Set exercise
Would you retype all of these records exactly?
----- Supplied entries -----
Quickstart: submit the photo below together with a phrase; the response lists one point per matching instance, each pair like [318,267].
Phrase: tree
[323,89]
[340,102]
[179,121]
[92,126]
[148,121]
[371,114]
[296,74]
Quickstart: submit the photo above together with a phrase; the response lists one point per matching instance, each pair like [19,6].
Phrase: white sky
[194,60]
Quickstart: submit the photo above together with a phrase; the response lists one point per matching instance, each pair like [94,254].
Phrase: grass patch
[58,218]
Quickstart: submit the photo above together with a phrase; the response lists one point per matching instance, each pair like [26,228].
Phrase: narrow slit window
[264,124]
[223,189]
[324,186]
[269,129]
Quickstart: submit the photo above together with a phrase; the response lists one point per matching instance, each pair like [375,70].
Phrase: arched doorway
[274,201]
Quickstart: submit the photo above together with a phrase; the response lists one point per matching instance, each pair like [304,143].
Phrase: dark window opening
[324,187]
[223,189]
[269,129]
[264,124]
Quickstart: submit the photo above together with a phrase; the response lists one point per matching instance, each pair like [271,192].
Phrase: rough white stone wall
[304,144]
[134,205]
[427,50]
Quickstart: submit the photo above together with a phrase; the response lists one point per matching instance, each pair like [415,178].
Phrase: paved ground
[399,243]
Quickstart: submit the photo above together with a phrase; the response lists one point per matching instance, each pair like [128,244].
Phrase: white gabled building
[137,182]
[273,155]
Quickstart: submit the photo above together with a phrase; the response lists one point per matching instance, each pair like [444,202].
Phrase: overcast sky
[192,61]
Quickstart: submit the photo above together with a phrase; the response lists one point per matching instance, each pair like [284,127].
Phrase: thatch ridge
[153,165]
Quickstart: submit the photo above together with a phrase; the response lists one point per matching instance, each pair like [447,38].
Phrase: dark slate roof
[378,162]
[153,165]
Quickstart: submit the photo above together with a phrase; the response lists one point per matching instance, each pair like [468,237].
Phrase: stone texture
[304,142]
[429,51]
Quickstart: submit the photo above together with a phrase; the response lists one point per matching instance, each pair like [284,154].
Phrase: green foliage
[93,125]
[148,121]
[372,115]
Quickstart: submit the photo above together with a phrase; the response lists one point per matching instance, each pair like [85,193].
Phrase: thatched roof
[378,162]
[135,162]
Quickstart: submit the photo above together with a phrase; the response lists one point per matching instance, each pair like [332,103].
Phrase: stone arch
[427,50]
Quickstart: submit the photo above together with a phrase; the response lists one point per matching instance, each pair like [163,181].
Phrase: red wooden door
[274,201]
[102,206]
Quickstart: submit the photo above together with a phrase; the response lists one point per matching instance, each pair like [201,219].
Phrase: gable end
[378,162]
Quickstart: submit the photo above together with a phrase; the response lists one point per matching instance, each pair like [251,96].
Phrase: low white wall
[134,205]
-----
Answer to this problem
Quickstart: submit the photo below together with a phrase; the response lists one point per matching instance, each pair like [318,267].
Phrase: tree
[323,89]
[340,102]
[179,121]
[92,126]
[148,121]
[371,114]
[296,74]
Quickstart: submit the photo above together with a phrase; the response lists one point per matching instance, each pair like [19,6].
Phrase: white sky
[194,60]
Quickstart: submit the photo above together with a phrase; the response lists one point per matching instance, each pair like [94,254].
Phrase: grass patch
[58,218]
Quickstart: submit the photo above together with a phrase; the response lists one point per matching instance, each pair like [26,228].
Phrase: narrow slit window
[264,124]
[223,189]
[324,186]
[269,129]
Quickstart: submit the photo above together with a phrase; the response lists one point per matching instance, each pair like [375,70].
Phrase: arched doorway
[274,201]
Quickstart: submit the photo above together with a phrase; the response lists one point per matching instance, each pair like [304,143].
Phrase: dark window opening
[324,187]
[223,189]
[269,129]
[264,124]
Quickstart: submit the photo above together with a phrase; the response lists one point per matching instance, each pair like [271,192].
Phrase: rough white stone wall
[304,144]
[134,205]
[427,50]
Quickstart: submit the photo above together with a phrase; the response lists one point per matching instance, each pair like [415,178].
Phrase: paved ground
[399,243]
Quickstart: submit the photo above together with a phrase; the response lists one point per matching instance, each pair like [128,244].
Phrase: white gabled building
[137,182]
[273,155]
Quickstart: submit the photo above together with a phrase; the response lists one point per matching instance, each pair like [444,202].
Phrase: overcast sky
[192,61]
Quickstart: submit the photo above together with a phrase; the response lists one point per matching instance, each pair like [284,127].
Phrase: thatch ridge
[153,165]
Quickstart: submit the photo above together with a phrase; the response lists one point per matching instance, each pair like [447,38].
Phrase: dark slate roof
[378,162]
[153,165]
Quickstart: submit the photo above together with a phrase; the response lists one point per matching instance, each pair like [468,237].
Phrase: stone texture
[304,142]
[429,51]
Quickstart: submit the photo above together with a phrase; the response lists one point per matching instance, each pair like [284,154].
Phrase: green foliage
[93,125]
[148,121]
[372,115]
Quickstart: submit the photo above together with a phrase; the response lists one point per matching instance, each pair like [85,193].
Phrase: thatched roof
[378,162]
[135,162]
Quickstart: submit the photo above together with a phrase; the response lists one point per matching instance, each pair like [332,103].
Phrase: stone arch
[427,50]
Quickstart: submit the photo above together with a phrase; the response lists one point per matching instance, each pair like [163,181].
Phrase: red wooden door
[274,201]
[102,206]
Quickstart: submit the photo above together with a phrase; the response lists one point per matching instance, each pair like [201,219].
Phrase: gable end
[378,162]
Quickstart: submit the photo above together with a phrase; the response lists one point per matching instance, each pair like [251,96].
Phrase: low white wall
[134,205]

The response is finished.